Could you please retype all of the records exactly, skipping any pictures?

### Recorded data
# # # # #
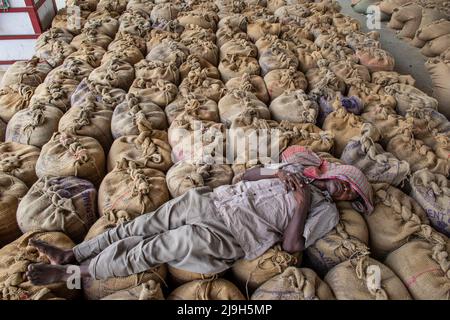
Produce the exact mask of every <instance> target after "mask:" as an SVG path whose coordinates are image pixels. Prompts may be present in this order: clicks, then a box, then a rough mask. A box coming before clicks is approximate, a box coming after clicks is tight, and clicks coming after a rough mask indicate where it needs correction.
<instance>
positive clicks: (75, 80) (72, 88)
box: [30, 79, 79, 112]
mask: <svg viewBox="0 0 450 320" xmlns="http://www.w3.org/2000/svg"><path fill="white" fill-rule="evenodd" d="M78 84H79V82H78V81H76V80H73V79H61V80H60V81H56V82H52V83H48V84H47V83H41V84H40V85H39V86H38V87H37V88H36V90H35V91H34V95H33V96H32V97H31V100H30V105H34V104H35V103H47V104H50V105H52V106H54V107H57V108H58V109H60V110H61V111H62V112H66V111H67V110H69V108H70V98H71V96H72V93H73V92H74V91H75V89H76V88H77V87H78Z"/></svg>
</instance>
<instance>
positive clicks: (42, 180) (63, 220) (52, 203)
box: [17, 176, 97, 243]
mask: <svg viewBox="0 0 450 320" xmlns="http://www.w3.org/2000/svg"><path fill="white" fill-rule="evenodd" d="M96 198H97V191H96V190H95V188H94V186H93V184H92V183H90V182H89V181H86V180H82V179H79V178H76V177H49V176H46V177H42V178H40V179H39V180H38V181H37V182H36V183H35V184H33V186H32V187H31V188H30V190H29V191H28V193H27V194H26V196H25V197H24V198H23V199H22V201H21V202H20V204H19V207H18V208H17V222H18V224H19V227H20V230H22V232H24V233H25V232H28V231H33V230H39V231H61V232H64V234H66V235H67V236H69V237H70V238H71V239H72V240H74V241H75V242H77V243H78V242H80V241H82V240H83V238H84V236H85V235H86V233H87V232H88V230H89V228H90V227H91V225H92V224H93V223H94V222H95V220H97V214H96Z"/></svg>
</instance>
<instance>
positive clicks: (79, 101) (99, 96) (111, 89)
mask: <svg viewBox="0 0 450 320" xmlns="http://www.w3.org/2000/svg"><path fill="white" fill-rule="evenodd" d="M126 94H127V93H126V92H125V91H124V90H123V89H119V88H112V87H109V86H104V85H100V84H97V83H94V82H92V81H90V80H88V79H84V80H83V81H81V82H80V84H79V85H78V87H77V88H76V89H75V92H74V93H73V94H72V96H71V97H70V104H71V106H72V108H73V107H77V106H80V105H83V104H85V103H87V102H88V101H92V100H94V101H97V102H99V103H101V104H103V105H105V106H106V107H108V108H109V109H111V110H114V109H115V108H116V106H117V105H118V104H119V103H121V102H122V101H123V100H124V99H125V96H126Z"/></svg>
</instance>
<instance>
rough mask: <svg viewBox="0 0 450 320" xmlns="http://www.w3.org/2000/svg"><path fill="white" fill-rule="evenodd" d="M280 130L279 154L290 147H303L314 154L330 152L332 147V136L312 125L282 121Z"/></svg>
mask: <svg viewBox="0 0 450 320" xmlns="http://www.w3.org/2000/svg"><path fill="white" fill-rule="evenodd" d="M280 130H281V131H282V133H281V134H282V139H281V145H280V151H281V152H282V151H283V150H284V149H286V148H287V147H289V146H292V145H299V146H305V147H308V148H309V149H311V150H312V151H314V152H330V150H331V149H332V148H333V145H334V135H333V134H331V132H329V131H323V130H321V129H320V128H319V127H316V126H315V125H314V124H312V123H292V122H288V121H282V122H281V123H280Z"/></svg>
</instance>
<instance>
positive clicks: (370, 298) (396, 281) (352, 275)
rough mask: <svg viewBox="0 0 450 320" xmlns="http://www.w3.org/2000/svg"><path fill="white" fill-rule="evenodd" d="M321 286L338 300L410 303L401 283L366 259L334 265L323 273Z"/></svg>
mask: <svg viewBox="0 0 450 320" xmlns="http://www.w3.org/2000/svg"><path fill="white" fill-rule="evenodd" d="M325 282H326V283H327V284H328V285H329V286H330V288H331V290H332V291H333V293H334V295H335V297H336V299H338V300H411V295H410V294H409V292H408V289H407V288H406V286H405V285H404V284H403V282H402V280H400V279H399V278H398V277H397V275H396V274H395V273H394V272H393V271H392V270H391V269H390V268H389V267H387V266H386V265H384V264H382V263H381V262H378V261H376V260H374V259H372V258H369V256H368V255H363V256H360V257H356V258H354V259H351V260H347V261H345V262H342V263H340V264H338V265H337V266H335V267H334V268H333V269H331V270H330V271H329V272H328V273H327V275H326V276H325Z"/></svg>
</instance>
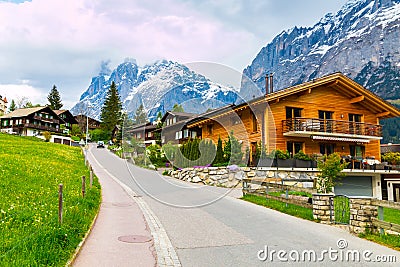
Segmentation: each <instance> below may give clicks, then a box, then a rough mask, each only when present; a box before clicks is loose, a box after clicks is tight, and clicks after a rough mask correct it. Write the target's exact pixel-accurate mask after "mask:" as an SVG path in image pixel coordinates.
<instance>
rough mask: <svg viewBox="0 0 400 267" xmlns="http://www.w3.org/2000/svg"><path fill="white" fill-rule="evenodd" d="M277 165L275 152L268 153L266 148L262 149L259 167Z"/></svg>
mask: <svg viewBox="0 0 400 267" xmlns="http://www.w3.org/2000/svg"><path fill="white" fill-rule="evenodd" d="M274 165H275V166H276V160H275V159H274V153H271V154H267V152H266V151H265V149H261V152H260V159H259V160H258V165H257V166H258V167H273V166H274Z"/></svg>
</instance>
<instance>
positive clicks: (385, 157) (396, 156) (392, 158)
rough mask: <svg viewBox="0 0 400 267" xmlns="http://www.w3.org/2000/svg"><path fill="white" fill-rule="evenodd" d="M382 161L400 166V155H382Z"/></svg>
mask: <svg viewBox="0 0 400 267" xmlns="http://www.w3.org/2000/svg"><path fill="white" fill-rule="evenodd" d="M382 160H383V161H386V162H389V163H390V164H392V165H400V153H399V152H388V153H385V154H383V155H382Z"/></svg>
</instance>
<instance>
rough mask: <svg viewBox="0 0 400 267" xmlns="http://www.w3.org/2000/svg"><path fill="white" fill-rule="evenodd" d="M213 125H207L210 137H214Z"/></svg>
mask: <svg viewBox="0 0 400 267" xmlns="http://www.w3.org/2000/svg"><path fill="white" fill-rule="evenodd" d="M212 128H213V127H212V124H209V125H207V133H208V135H212Z"/></svg>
# # # # #
### ANSWER SECTION
Produce the exact mask of every <instance> target after "mask:" as an SVG path whose coordinates are image pixels. Prompts may be present in this order: clicks, then a box, then a rough mask. A box coming before clicks is approximate, a box coming after clicks is tight, and clicks coming after a rough mask indicate where it needs correction.
<instance>
positive clicks: (75, 80) (72, 88)
box: [30, 79, 79, 112]
mask: <svg viewBox="0 0 450 320" xmlns="http://www.w3.org/2000/svg"><path fill="white" fill-rule="evenodd" d="M78 84H79V82H78V81H76V80H73V79H61V80H60V81H56V82H52V83H48V84H47V83H41V84H40V85H39V86H38V87H37V88H36V90H35V91H34V95H33V96H32V97H31V100H30V105H34V104H35V103H47V104H50V105H52V106H54V107H57V108H58V109H60V110H61V111H62V112H66V111H67V110H69V108H70V98H71V96H72V93H73V92H74V91H75V89H76V88H77V87H78Z"/></svg>
</instance>
<instance>
positive clicks: (42, 180) (63, 220) (52, 203)
box: [17, 176, 97, 243]
mask: <svg viewBox="0 0 450 320" xmlns="http://www.w3.org/2000/svg"><path fill="white" fill-rule="evenodd" d="M96 198H97V191H96V190H95V188H94V186H93V184H92V183H90V182H89V181H86V180H82V179H79V178H76V177H49V176H46V177H42V178H40V179H39V180H38V181H37V182H36V183H35V184H33V186H32V187H31V188H30V190H29V191H28V193H27V194H26V196H25V197H24V198H23V199H22V201H21V202H20V204H19V207H18V208H17V222H18V224H19V227H20V230H22V232H24V233H25V232H28V231H33V230H39V231H61V232H64V234H66V235H67V236H69V237H70V238H71V239H72V240H74V241H75V242H77V243H78V242H80V241H82V240H83V238H84V236H85V235H86V233H87V232H88V230H89V228H90V227H91V225H92V224H93V223H94V222H95V220H97V214H96Z"/></svg>
</instance>
<instance>
positive clicks: (79, 101) (99, 96) (111, 89)
mask: <svg viewBox="0 0 450 320" xmlns="http://www.w3.org/2000/svg"><path fill="white" fill-rule="evenodd" d="M126 94H127V93H126V92H125V91H124V90H123V89H119V88H112V87H109V86H104V85H100V84H97V83H94V82H92V81H90V80H88V79H84V80H83V81H81V82H80V84H79V85H78V87H77V88H76V89H75V92H74V93H73V94H72V96H71V97H70V104H71V106H72V108H73V107H77V106H80V105H83V104H85V103H87V102H88V101H92V100H94V101H97V102H99V103H101V104H103V105H105V106H106V107H108V108H109V109H111V110H114V109H115V108H116V106H117V105H118V104H119V103H121V102H122V101H123V100H124V99H125V96H126Z"/></svg>
</instance>
<instance>
rough mask: <svg viewBox="0 0 450 320" xmlns="http://www.w3.org/2000/svg"><path fill="white" fill-rule="evenodd" d="M280 130L279 154L290 147H303L314 154L330 152L332 147V136L312 125L282 121Z"/></svg>
mask: <svg viewBox="0 0 450 320" xmlns="http://www.w3.org/2000/svg"><path fill="white" fill-rule="evenodd" d="M280 130H281V131H282V133H281V134H282V139H281V145H280V151H281V152H282V151H283V150H284V149H286V148H287V147H289V146H292V145H299V146H305V147H308V148H309V149H311V150H312V151H314V152H330V150H331V149H332V148H333V145H334V135H333V134H331V132H329V131H323V130H321V129H320V128H319V127H316V126H315V125H314V124H312V123H292V122H288V121H282V122H281V123H280Z"/></svg>
</instance>
<instance>
positive clicks: (370, 298) (396, 281) (352, 275)
rough mask: <svg viewBox="0 0 450 320" xmlns="http://www.w3.org/2000/svg"><path fill="white" fill-rule="evenodd" d="M321 286L338 300L410 303L401 283L366 259L334 265L323 273Z"/></svg>
mask: <svg viewBox="0 0 450 320" xmlns="http://www.w3.org/2000/svg"><path fill="white" fill-rule="evenodd" d="M325 282H326V283H327V284H328V285H329V286H330V288H331V290H332V291H333V293H334V295H335V297H336V299H338V300H411V295H410V294H409V292H408V289H407V288H406V286H405V285H404V284H403V282H402V280H400V279H399V278H398V277H397V275H396V274H395V273H394V272H393V271H392V270H391V269H390V268H389V267H387V266H386V265H384V264H382V263H381V262H378V261H376V260H374V259H372V258H369V256H368V255H363V256H360V257H356V258H354V259H351V260H347V261H345V262H342V263H340V264H338V265H337V266H335V267H334V268H333V269H331V270H330V271H329V272H328V273H327V275H326V276H325Z"/></svg>
</instance>
Segmentation: each <instance> below may give clicks, then a box, then a rough mask, each only when present; a box before clicks is loose, a box after clicks is tight, and clicks after a rough mask correct it. Write the target's exact pixel-accurate mask after "mask:" as an SVG path in image pixel coordinates.
<instance>
rough mask: <svg viewBox="0 0 400 267" xmlns="http://www.w3.org/2000/svg"><path fill="white" fill-rule="evenodd" d="M277 165L275 152L268 153L266 148L262 149L259 167Z"/></svg>
mask: <svg viewBox="0 0 400 267" xmlns="http://www.w3.org/2000/svg"><path fill="white" fill-rule="evenodd" d="M274 165H275V166H276V160H275V159H274V153H271V154H267V152H266V151H265V149H261V152H260V159H259V160H258V165H257V166H258V167H273V166H274Z"/></svg>
</instance>
<instance>
positive clicks: (385, 157) (396, 156) (392, 158)
rough mask: <svg viewBox="0 0 400 267" xmlns="http://www.w3.org/2000/svg"><path fill="white" fill-rule="evenodd" d="M382 161L400 166V155H382Z"/></svg>
mask: <svg viewBox="0 0 400 267" xmlns="http://www.w3.org/2000/svg"><path fill="white" fill-rule="evenodd" d="M382 160H383V161H386V162H389V163H390V164H392V165H400V153H399V152H388V153H385V154H383V155H382Z"/></svg>
</instance>
<instance>
rough mask: <svg viewBox="0 0 400 267" xmlns="http://www.w3.org/2000/svg"><path fill="white" fill-rule="evenodd" d="M213 125H207L210 137H214Z"/></svg>
mask: <svg viewBox="0 0 400 267" xmlns="http://www.w3.org/2000/svg"><path fill="white" fill-rule="evenodd" d="M212 128H213V127H212V124H209V125H207V133H208V135H212Z"/></svg>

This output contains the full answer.